**Task details**
Set down all of the entries below exactly, and omit the pictures.

**Material provided**
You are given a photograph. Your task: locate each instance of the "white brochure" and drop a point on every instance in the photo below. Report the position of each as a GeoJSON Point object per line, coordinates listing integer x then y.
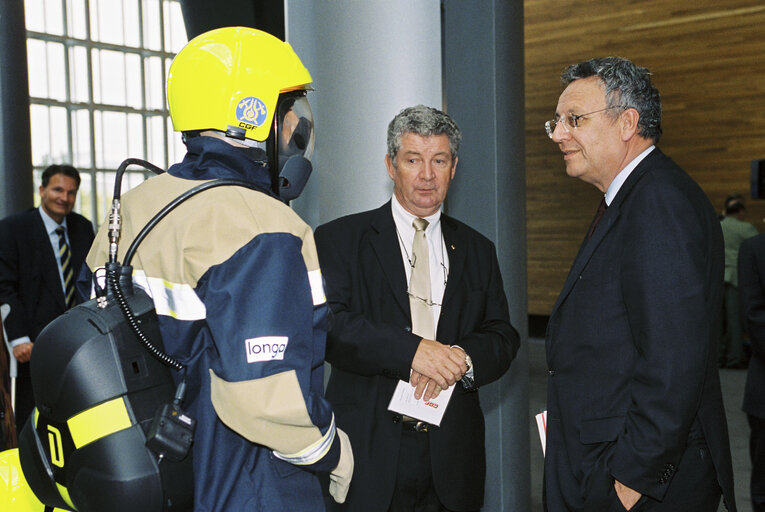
{"type": "Point", "coordinates": [403, 402]}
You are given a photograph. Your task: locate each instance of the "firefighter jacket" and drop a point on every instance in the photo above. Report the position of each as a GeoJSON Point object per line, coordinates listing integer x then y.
{"type": "Point", "coordinates": [235, 280]}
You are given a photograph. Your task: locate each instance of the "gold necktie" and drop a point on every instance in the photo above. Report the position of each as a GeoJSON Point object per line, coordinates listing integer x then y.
{"type": "Point", "coordinates": [65, 257]}
{"type": "Point", "coordinates": [419, 284]}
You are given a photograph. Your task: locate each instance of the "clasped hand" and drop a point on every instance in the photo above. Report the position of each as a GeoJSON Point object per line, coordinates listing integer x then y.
{"type": "Point", "coordinates": [435, 367]}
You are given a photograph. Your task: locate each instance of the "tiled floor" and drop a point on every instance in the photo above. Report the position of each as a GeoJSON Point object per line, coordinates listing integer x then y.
{"type": "Point", "coordinates": [732, 386]}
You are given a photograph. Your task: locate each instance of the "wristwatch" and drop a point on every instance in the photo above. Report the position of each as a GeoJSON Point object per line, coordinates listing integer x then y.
{"type": "Point", "coordinates": [468, 382]}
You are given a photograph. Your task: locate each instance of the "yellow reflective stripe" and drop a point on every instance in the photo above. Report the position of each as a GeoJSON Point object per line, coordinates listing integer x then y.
{"type": "Point", "coordinates": [176, 300]}
{"type": "Point", "coordinates": [317, 287]}
{"type": "Point", "coordinates": [98, 421]}
{"type": "Point", "coordinates": [65, 495]}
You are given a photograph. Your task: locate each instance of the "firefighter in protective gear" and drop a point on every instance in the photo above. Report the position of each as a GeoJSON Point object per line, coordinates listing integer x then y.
{"type": "Point", "coordinates": [235, 278]}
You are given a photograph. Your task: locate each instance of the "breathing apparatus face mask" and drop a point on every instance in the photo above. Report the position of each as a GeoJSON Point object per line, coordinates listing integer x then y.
{"type": "Point", "coordinates": [294, 144]}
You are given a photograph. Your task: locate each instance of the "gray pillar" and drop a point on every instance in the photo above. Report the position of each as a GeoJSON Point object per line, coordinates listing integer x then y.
{"type": "Point", "coordinates": [370, 59]}
{"type": "Point", "coordinates": [16, 192]}
{"type": "Point", "coordinates": [483, 85]}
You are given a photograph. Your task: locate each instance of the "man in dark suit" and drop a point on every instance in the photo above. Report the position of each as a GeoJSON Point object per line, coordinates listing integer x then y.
{"type": "Point", "coordinates": [635, 414]}
{"type": "Point", "coordinates": [751, 279]}
{"type": "Point", "coordinates": [32, 265]}
{"type": "Point", "coordinates": [402, 464]}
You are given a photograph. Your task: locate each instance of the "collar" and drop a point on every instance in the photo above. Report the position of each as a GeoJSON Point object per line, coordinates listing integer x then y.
{"type": "Point", "coordinates": [620, 178]}
{"type": "Point", "coordinates": [209, 158]}
{"type": "Point", "coordinates": [50, 224]}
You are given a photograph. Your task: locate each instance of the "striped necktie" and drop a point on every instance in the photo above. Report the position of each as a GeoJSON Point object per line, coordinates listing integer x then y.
{"type": "Point", "coordinates": [419, 284]}
{"type": "Point", "coordinates": [65, 257]}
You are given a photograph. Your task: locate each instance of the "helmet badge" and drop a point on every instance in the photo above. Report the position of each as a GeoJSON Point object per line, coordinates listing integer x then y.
{"type": "Point", "coordinates": [251, 110]}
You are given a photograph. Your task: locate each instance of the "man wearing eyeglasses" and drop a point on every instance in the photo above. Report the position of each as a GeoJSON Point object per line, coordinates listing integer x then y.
{"type": "Point", "coordinates": [635, 414]}
{"type": "Point", "coordinates": [391, 329]}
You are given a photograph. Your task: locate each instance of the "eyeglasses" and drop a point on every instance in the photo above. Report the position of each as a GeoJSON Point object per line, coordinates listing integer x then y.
{"type": "Point", "coordinates": [572, 120]}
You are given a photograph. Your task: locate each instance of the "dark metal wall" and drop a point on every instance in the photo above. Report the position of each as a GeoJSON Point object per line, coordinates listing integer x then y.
{"type": "Point", "coordinates": [16, 187]}
{"type": "Point", "coordinates": [202, 15]}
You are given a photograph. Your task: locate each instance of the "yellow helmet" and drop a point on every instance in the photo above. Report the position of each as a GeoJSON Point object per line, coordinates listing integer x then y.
{"type": "Point", "coordinates": [229, 79]}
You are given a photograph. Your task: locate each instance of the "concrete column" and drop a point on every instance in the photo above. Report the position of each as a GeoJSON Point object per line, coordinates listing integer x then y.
{"type": "Point", "coordinates": [16, 192]}
{"type": "Point", "coordinates": [483, 89]}
{"type": "Point", "coordinates": [368, 61]}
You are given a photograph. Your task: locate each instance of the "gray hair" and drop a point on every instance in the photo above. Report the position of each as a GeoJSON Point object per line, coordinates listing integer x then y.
{"type": "Point", "coordinates": [423, 121]}
{"type": "Point", "coordinates": [626, 85]}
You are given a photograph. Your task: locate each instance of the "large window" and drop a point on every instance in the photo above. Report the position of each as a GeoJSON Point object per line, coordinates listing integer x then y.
{"type": "Point", "coordinates": [97, 71]}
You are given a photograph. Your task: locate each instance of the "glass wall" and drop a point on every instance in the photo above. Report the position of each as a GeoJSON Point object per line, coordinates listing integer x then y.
{"type": "Point", "coordinates": [97, 71]}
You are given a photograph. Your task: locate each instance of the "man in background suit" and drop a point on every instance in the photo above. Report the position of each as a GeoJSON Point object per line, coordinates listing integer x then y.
{"type": "Point", "coordinates": [735, 230]}
{"type": "Point", "coordinates": [751, 278]}
{"type": "Point", "coordinates": [635, 414]}
{"type": "Point", "coordinates": [367, 259]}
{"type": "Point", "coordinates": [32, 280]}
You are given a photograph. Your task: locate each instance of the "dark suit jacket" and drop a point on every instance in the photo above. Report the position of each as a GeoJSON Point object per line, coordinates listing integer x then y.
{"type": "Point", "coordinates": [30, 282]}
{"type": "Point", "coordinates": [370, 346]}
{"type": "Point", "coordinates": [632, 345]}
{"type": "Point", "coordinates": [751, 287]}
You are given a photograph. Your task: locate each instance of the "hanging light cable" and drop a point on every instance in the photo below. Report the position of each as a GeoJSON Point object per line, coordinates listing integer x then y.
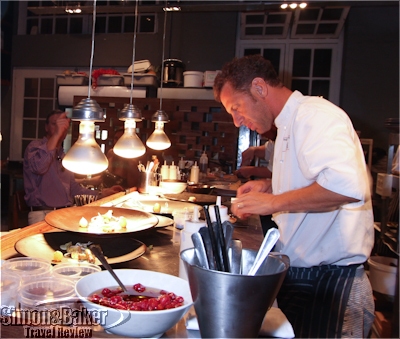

**Exercise result**
You are given a photograph. Your task: locate each instance of the "white brochure" and drop a point on every instance in the photo below. Report the position of each as a GeoJSON Point object per line, coordinates listing integer x then y.
{"type": "Point", "coordinates": [403, 402]}
You are given a photograph. Your task: locate each instance of the "firefighter jacket" and drop a point on every instance in the photo above. Report the position of each as a GeoJSON Point object per line, coordinates listing integer x then y.
{"type": "Point", "coordinates": [235, 280]}
You are given a photograph. Your task: locate each instance of the "gold necktie" and drop a point on every instance in the photo above. Report the position of each as a GeoJSON Point object per line, coordinates listing integer x then y.
{"type": "Point", "coordinates": [65, 257]}
{"type": "Point", "coordinates": [419, 284]}
You are given a photograph. Your task: locate each instance of the "clasped hand" and drop a point on every instance in the photo above. Report the position of each as a GeoJSON Point object per line, coordinates listing integer x then y.
{"type": "Point", "coordinates": [435, 367]}
You are given a photograph. Your task: locate each instance of the "tiled floor" and drop a point on every instance in the photo above. Report the position of each as a GeoJSON Point object per line, coordinates listing integer x then y.
{"type": "Point", "coordinates": [732, 386]}
You are given a photograph. Your task: locate each instance of the "wristwatch" and drop a point on every instance in the photo above. Report the position of each as a GeoJSON Point object per line, coordinates listing integer x then y.
{"type": "Point", "coordinates": [468, 382]}
You are given a photograph. Your task: locate each instance of the "yellow reflective stripe" and drop a point on every instance in the photo above. Report the position of each as a GeoJSON Point object per line, coordinates listing integer x then y.
{"type": "Point", "coordinates": [176, 300]}
{"type": "Point", "coordinates": [317, 287]}
{"type": "Point", "coordinates": [98, 421]}
{"type": "Point", "coordinates": [65, 495]}
You are given a photograph. Your task: locate each instance of the "firefighter in protective gear" and drop a point on every instance in the photo above. Report the position of each as a GeoJSON Point object per line, coordinates listing integer x then y.
{"type": "Point", "coordinates": [235, 278]}
You are given a photograph. Your task: locate each instance of the "breathing apparatus face mask" and drop a point on every instance in the photo above. Report the position of each as a GeoJSON Point object per line, coordinates listing integer x then y.
{"type": "Point", "coordinates": [294, 144]}
You are given a photograph. Your task: locate each instance of the "gray pillar" and drop a point on every instance in the photo above. Report the position of each as a GeoJSON Point object per line, coordinates listing integer x then y.
{"type": "Point", "coordinates": [370, 59]}
{"type": "Point", "coordinates": [16, 192]}
{"type": "Point", "coordinates": [483, 85]}
You are given a photograph. Your task: locate each instance of the "man in dark suit" and drop a point on every instance in the photo above. Report the position of each as a GeoJSON Point object per line, coordinates listing integer x then y.
{"type": "Point", "coordinates": [635, 414]}
{"type": "Point", "coordinates": [751, 279]}
{"type": "Point", "coordinates": [32, 265]}
{"type": "Point", "coordinates": [402, 464]}
You are given a photograph. Your task: locate each instance of the "collar" and drop a point on every instance in the photo above. Report the position of each as a GeoJSON Point object per line, coordinates listing integer x then y.
{"type": "Point", "coordinates": [620, 178]}
{"type": "Point", "coordinates": [209, 158]}
{"type": "Point", "coordinates": [50, 224]}
You are given a photograph. Your task: locate each instance of the "striped necktie" and drop a point on every instance in the photo above. Report the position of each as a GeoJSON Point object per line, coordinates listing integer x then y.
{"type": "Point", "coordinates": [419, 284]}
{"type": "Point", "coordinates": [65, 257]}
You are given a photograph. Your task: locate each instance of the "helmet badge" and drop a point on every instance in the photo above. Report the position of each as a GeoJSON Point object per line, coordinates listing integer x then y.
{"type": "Point", "coordinates": [251, 110]}
You are given a photograph. Your task: locate each instance of the "man wearing eyeglasses" and drop a point on every instance in the photo above. Report the position of each as a GeoJSON Point object per line, coordinates listing integer x then y.
{"type": "Point", "coordinates": [635, 414]}
{"type": "Point", "coordinates": [391, 329]}
You are given a photograph. Your task: locate each instance of the "eyeglasses" and drop a point on every instance in the photo above. Report the position of each as a GeoJSON Point object per line, coordinates listing integer x then y.
{"type": "Point", "coordinates": [572, 120]}
You are given a photograph. Your task: locate each instance of the "dark metal wall" and drop a point on every instance in the photo above. Report the position of each as a GeoJSON Point object per line, coordinates listing integer x then y.
{"type": "Point", "coordinates": [16, 187]}
{"type": "Point", "coordinates": [202, 15]}
You are given a photograph. Your task: locate each instance of the "yellow helmet" and drop a point on every instance in the photo above. Report the position of each as a GeoJSON Point object per line, coordinates listing integer x then y.
{"type": "Point", "coordinates": [229, 79]}
You are given a photograph. Your task: locate each instance of the "concrete column" and drop a point on every instance in the photo above. Report the position of each as a GeoJSON Point object per line, coordinates listing integer x then y.
{"type": "Point", "coordinates": [16, 192]}
{"type": "Point", "coordinates": [483, 89]}
{"type": "Point", "coordinates": [368, 61]}
You are given a photograph. Your task: locate each instance of the "gray hair" and drop a point on every instance in the photo above. Report the position of each as a GeoJSON Point object per line, coordinates listing integer x then y.
{"type": "Point", "coordinates": [423, 121]}
{"type": "Point", "coordinates": [626, 85]}
You are given a photograph. Your task: locate each instance of the "large window" and drop a point on every instance in the photo above. Report the position of each as a GeoJSON Point object per line, coordinates listing integer x then y.
{"type": "Point", "coordinates": [97, 71]}
You are given a photograph. Your task: locate each instance of the "glass wall" and drop a point on every instance in the photo above. Report the position of each as a GeoJSON Point object per line, coordinates listing integer x then y.
{"type": "Point", "coordinates": [97, 71]}
You are given a photograph. Your task: locate each instance of the "man in background suit" and drop a point on every instance in the photo above. Report the position of each as a GeoJSON Point object per line, coordinates listing integer x then y.
{"type": "Point", "coordinates": [735, 230]}
{"type": "Point", "coordinates": [751, 278]}
{"type": "Point", "coordinates": [635, 414]}
{"type": "Point", "coordinates": [367, 259]}
{"type": "Point", "coordinates": [32, 280]}
You are given a photograph. Your task: locate each instance of the "dark suit jacket" and drop a point on every instance in the photo above. Report the position of each as a GeoJSON Point object per line, coordinates listing integer x then y.
{"type": "Point", "coordinates": [30, 282]}
{"type": "Point", "coordinates": [370, 346]}
{"type": "Point", "coordinates": [632, 345]}
{"type": "Point", "coordinates": [751, 287]}
You are given a photograph. Your task: locate each instance of the "hanging light cable" and drop a point on every instance in the photo below. Report the position of each as a GeoJSON Point object per line, coordinates listing integer x then y.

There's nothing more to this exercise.